#### STUDY TEXT ####

Motherhood, Pregnancy, Uncategorized

Have my meds affected my kids?

seroquelOn Tuesday night, my kids raced to the front door to greet a special visitor.  Her name was Ameka and rather than dinner, she had come to spend two hours interviewing the kids and I.  By ‘interview’ I don’t mean the journalistic kind… rather, she was there as part of a new research project into the effects on children aged 1-5 of taking anti-psychotic medication during pregnancy.

I’ve shared before about how – after a horrific experience following the birth of my first baby – I decided to go on Seroquel in the latter stages of my subsequent two pregnancies.  This wasn’t an easy decision. Before I fell pregnant the second time I went to see  one of the world’s leading specialists in women’s mental health – trying to find out more information about possible effects of anti-psychotic medication on unborn babies.

Unfortunately, at that time (five years ago) there wasn’t much research to reassure me that it was safe or not. In fact, the specialist I saw was embarking on a world-first study into the effects of Anti-Psychotic Medication on babies.  At the time, they had a database of 25 babies (all healthy!) whose development they were tracking from birth to 12 months.

Knowing how desperately needed this research was, I readily agreed to participate in the study.  The phone calls and visits continued until my each child turned one.

I must admit, I was a little disappointed when our time in the study ended. as they learn to walk, talk and really start showing their true personality. Surely studying babies only until they turned one wasn’t giving the researchers the full picture?

So I was pleased to receive a phone call last month, letting me know that Ameka, a medical student, was joining the team and continuing the research up until the age of five –  as part of her thesis.  I readily agreed for her to interview my younger two kids (now aged three and five) and I.

So that’s how we found ourselves last night, watching my youngest son (a real clown!) hopping around the room on one foot, building towers out of blocks, drawing different shapes and doing puzzles.  Watching his younger siblings pass their tests with flying colours, my high achieving oldest son hovered by… confused as to why this special guest wasn’t interested in testing him.

As she left, I couldn’t help but ask Ameka, “So… do the kids seem ok to you?”  I’ve never had any cause to doubt that they are perfectly ok. But somehow, having a medical professional agree that the medication hasn’t hampered their development at all was… reassuring.

I might have bipolar disorder.  But like any mum out there, I want the best for my children.  My prayer is that years down the track, when  other women with bipolar are preparing for pregnancy, ground-breaking research like this will mean they can be assured that looking after their own health will not harm the ones they love best.

 

 

 

Hope, Motherhood, Motivation

Why a celebrity ‘outing’ helps us all

There’s only one thing that makes waiting in a queue at the supermarket bearable… magazines at the checkout!  I’m an avid reader and can’t help myself from flicking through a magazine or two while I wait – perusing what’s going on in ‘celebrity land’.

A couple of weeks ago, I was approaching the check-out when the front cover of ‘The Australian Women’s Weekly’ caught my eye.  It wasn’t the glamorous picture of Nicole Kidman channeling Grace Kelly on the front cover that interested me, but an ‘exclusive’ with Jessica Marais: “I am bipolar”.

####

### PROBLEMS TO SOLVE
[1] According to the blog text, which medication did the writer take in the later stages of her second and third pregnancies?
[2] Extend the blog text from its final sentence, carrying on the piece about the magazine cover.

#### INFORMATION SUPPLIED ####

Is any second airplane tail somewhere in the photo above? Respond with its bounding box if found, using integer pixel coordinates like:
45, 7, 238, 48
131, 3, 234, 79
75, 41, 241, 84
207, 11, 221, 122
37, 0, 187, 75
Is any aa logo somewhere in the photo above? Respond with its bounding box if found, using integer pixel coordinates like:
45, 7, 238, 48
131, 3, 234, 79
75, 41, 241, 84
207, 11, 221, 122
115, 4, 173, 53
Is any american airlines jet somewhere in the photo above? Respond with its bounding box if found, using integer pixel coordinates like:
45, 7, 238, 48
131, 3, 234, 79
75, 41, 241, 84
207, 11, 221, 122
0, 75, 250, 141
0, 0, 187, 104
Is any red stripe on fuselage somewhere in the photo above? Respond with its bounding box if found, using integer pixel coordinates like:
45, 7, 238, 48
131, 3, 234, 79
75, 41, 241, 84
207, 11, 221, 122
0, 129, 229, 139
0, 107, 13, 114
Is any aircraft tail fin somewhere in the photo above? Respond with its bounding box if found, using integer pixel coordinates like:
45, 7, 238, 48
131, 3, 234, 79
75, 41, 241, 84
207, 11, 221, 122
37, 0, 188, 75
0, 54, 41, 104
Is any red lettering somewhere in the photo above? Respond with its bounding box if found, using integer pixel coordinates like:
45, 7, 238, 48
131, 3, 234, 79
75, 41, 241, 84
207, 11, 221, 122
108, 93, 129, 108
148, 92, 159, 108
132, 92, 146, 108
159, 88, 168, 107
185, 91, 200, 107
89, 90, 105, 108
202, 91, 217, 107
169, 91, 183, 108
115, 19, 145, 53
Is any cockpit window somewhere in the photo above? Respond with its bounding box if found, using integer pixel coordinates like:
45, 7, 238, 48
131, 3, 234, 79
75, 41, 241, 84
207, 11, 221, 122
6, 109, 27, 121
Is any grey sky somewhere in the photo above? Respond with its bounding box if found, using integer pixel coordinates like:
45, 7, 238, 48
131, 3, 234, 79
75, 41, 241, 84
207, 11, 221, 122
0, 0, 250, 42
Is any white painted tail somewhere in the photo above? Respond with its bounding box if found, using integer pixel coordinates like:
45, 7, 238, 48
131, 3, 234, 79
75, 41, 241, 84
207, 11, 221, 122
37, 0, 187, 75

####

### ANSWERS FOR THE TASKS
[1] Seroquel

[2]
Australian actress Jessica Marais

For those outside of Australia, Jessica’s name might not mean much.  But for those of us ‘Down Under’, Jessica Marais (pictured above) is one of the most gorgeous, talented and best loved actresses to grace our TV screens.   When she fell in love with her on-screen boyfriend and they had a sweet baby daughter not long after, it seemed like she really was living a fairytale life.

Which is why, seeing this headline made me so curious.   I quickly bought the magazine, loaded the groceries into the car boot and sat in the front seat reading the article.

I wasn’t disappointed by Jessica’s soul-baring interview.  In it, she revealed her family had a history of bipolar disorder and how she was diagnosed at 12 years of age – after the stress of seeing her father die of a heart attack triggered her first bipolar episode.

Alongside glamorous photos of the actress, were quotes where she explained how bipolar was part of her life – but didn’t define it: “..It’s become a manageable part of my life. I acknowledge it, I know when an episode is coming on and I work hard to manage it.”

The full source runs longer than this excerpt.